§ **Task brief**
Omit every picture while repeating the entries exactly.

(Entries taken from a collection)
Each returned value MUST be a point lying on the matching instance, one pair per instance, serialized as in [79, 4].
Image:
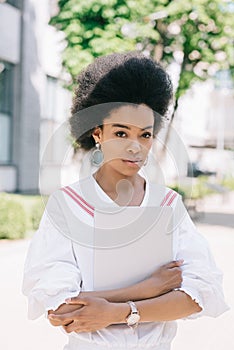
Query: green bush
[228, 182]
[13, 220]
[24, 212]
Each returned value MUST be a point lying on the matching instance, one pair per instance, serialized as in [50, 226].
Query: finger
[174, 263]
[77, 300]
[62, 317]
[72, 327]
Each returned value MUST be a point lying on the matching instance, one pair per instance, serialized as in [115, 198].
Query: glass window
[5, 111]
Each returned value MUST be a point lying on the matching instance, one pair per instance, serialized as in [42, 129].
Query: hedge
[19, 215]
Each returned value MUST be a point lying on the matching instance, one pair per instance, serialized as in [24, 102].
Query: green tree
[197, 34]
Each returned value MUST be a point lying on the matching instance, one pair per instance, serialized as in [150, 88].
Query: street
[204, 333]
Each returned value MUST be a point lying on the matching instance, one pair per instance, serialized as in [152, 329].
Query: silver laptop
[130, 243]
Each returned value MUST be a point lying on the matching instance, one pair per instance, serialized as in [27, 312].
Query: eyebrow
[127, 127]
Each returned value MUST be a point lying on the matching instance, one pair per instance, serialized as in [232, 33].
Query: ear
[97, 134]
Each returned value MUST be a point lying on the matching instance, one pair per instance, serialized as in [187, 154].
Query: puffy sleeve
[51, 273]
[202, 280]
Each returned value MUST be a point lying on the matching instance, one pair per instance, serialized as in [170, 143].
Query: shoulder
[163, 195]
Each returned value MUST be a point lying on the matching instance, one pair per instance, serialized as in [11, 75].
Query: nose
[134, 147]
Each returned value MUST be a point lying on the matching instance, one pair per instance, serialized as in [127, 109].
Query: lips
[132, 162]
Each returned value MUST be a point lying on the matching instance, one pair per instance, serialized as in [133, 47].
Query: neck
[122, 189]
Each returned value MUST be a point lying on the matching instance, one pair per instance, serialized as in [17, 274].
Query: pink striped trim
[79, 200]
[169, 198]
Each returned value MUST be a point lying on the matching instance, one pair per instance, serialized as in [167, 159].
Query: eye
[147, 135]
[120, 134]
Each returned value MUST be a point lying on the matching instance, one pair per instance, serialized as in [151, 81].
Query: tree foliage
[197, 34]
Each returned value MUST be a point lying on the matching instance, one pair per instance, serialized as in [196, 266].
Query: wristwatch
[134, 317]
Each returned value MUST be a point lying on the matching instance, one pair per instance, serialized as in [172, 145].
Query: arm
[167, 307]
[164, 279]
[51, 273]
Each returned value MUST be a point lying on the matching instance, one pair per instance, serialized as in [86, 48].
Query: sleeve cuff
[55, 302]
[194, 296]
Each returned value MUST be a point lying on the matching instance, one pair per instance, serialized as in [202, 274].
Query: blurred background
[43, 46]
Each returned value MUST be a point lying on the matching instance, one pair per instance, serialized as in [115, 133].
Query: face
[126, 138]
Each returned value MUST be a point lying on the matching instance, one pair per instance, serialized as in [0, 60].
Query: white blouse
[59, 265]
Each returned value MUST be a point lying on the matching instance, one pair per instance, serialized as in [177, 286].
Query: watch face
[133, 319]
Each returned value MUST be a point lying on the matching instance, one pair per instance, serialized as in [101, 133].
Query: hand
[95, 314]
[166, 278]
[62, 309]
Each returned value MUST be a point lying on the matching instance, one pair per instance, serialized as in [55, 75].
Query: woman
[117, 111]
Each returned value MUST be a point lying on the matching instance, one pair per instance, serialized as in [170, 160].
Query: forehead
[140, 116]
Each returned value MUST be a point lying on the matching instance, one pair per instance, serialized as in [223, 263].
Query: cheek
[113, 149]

§ **Result for this task**
Each returned value MUST be a point lying on the matching instance, one pair per instance, serialized as in [79, 4].
Image:
Query: green bush
[228, 182]
[13, 220]
[24, 212]
Each returned value MUST be a point lying on the matching instance, one pair per instance, serialized as in [50, 226].
Query: finger
[174, 263]
[77, 300]
[62, 317]
[72, 327]
Each returned value MUST be a point lying on the matching instance, one pair per instance, serialized as in [115, 198].
Query: glass window
[5, 111]
Each returned value MUST be a point lying on the matching instance, one pair per instance, serialized as in [42, 129].
Query: hedge
[19, 215]
Each returned value MUST be a point lying on the matching instance, one pair per instance, serialized as in [24, 102].
Query: green tree
[197, 34]
Each returned value MUST be a point lying on the matching instance, one pair per instance, serialized as in [150, 88].
Query: street
[204, 333]
Each returned value MUST be a point lying on the matching instance, one pair per instance, serialized as in [152, 329].
Query: silver laptop
[130, 243]
Each returned value MUST be a point lying on the matching instance, one pair per instance, serialized as in [27, 312].
Query: eyebrow
[127, 127]
Each returned value MUST be a point lying on the matching instance, one pair per instance, serialized as in [232, 33].
Query: ear
[97, 134]
Each returned value MUST be a point lying on the matching instance, one pair per instance, serialized as in [187, 154].
Query: puffy sleeve
[51, 273]
[202, 280]
Each returned value MUST be a point lying on the matching instance, one pair per instance, serialized as in [170, 143].
Query: shoulder
[163, 195]
Each returned value MUST be a point lying on the matching instance, one pair per instance, serialized as in [11, 75].
Query: nose
[134, 147]
Each returned value MUST be a point lying on the matching instance, one pair per instance, serialized as in [127, 109].
Query: lips
[132, 162]
Each returned value MUST be a point lying on the matching instance, one pair per instance, serialized as in [133, 47].
Query: neck
[122, 189]
Each returned value MUST be a point lying on the matching instance, one pair per instance, serialized as in [17, 274].
Query: pink striped trim
[79, 200]
[169, 198]
Each returned value MUST be a point lying on the matching instance, one pair per instance, serialized as in [167, 159].
Query: eye
[147, 135]
[120, 134]
Each returned value MUST be a point lying on the matching instance, one pair per instance, serialized as in [151, 81].
Query: tree foliage
[197, 34]
Each returned value MUST be a point lying on the matching instance, one pair per instance, serialized as in [196, 266].
Query: wristwatch
[134, 317]
Each returned value MUST be a point lying on the matching instance, one pair per instance, serialized as in [172, 145].
Query: arm
[167, 307]
[164, 279]
[51, 273]
Each returned value MUST be a point lying on the matching instance, one pair per instance, serialized as in [86, 48].
Query: sleeve cuff
[55, 302]
[194, 296]
Each returned value MUST be a point lying on the matching instance, one pair per instance, serialized as in [202, 274].
Query: blurred background
[43, 46]
Each returned value MUST be a point lying on the matching instance, one pair per instance, serialized as in [115, 133].
Query: face
[126, 138]
Each returned value MUST be a point lying on the matching instance, one pair per instance, serialized as in [0, 60].
Query: white blouse
[59, 265]
Each returned value MUST be a point lying on the matching instance, one pair per instance, serialized as in [177, 286].
Query: watch face
[133, 319]
Each returned value MUST be a point lying on the matching instance, one pair per instance, serialized as in [101, 133].
Query: hand
[95, 314]
[166, 278]
[62, 309]
Each returned value MUST be a point lying on the matching instance, one pair per instance, serialized as in [55, 75].
Query: woman
[117, 111]
Each returned value MUST be a point lying on the matching instance, one pair per instance, serialized as in [170, 160].
Query: forehead
[140, 116]
Each returned value MUST be a point lying on the matching instance, one pair per instance, serialized as in [223, 263].
Query: cheek
[113, 149]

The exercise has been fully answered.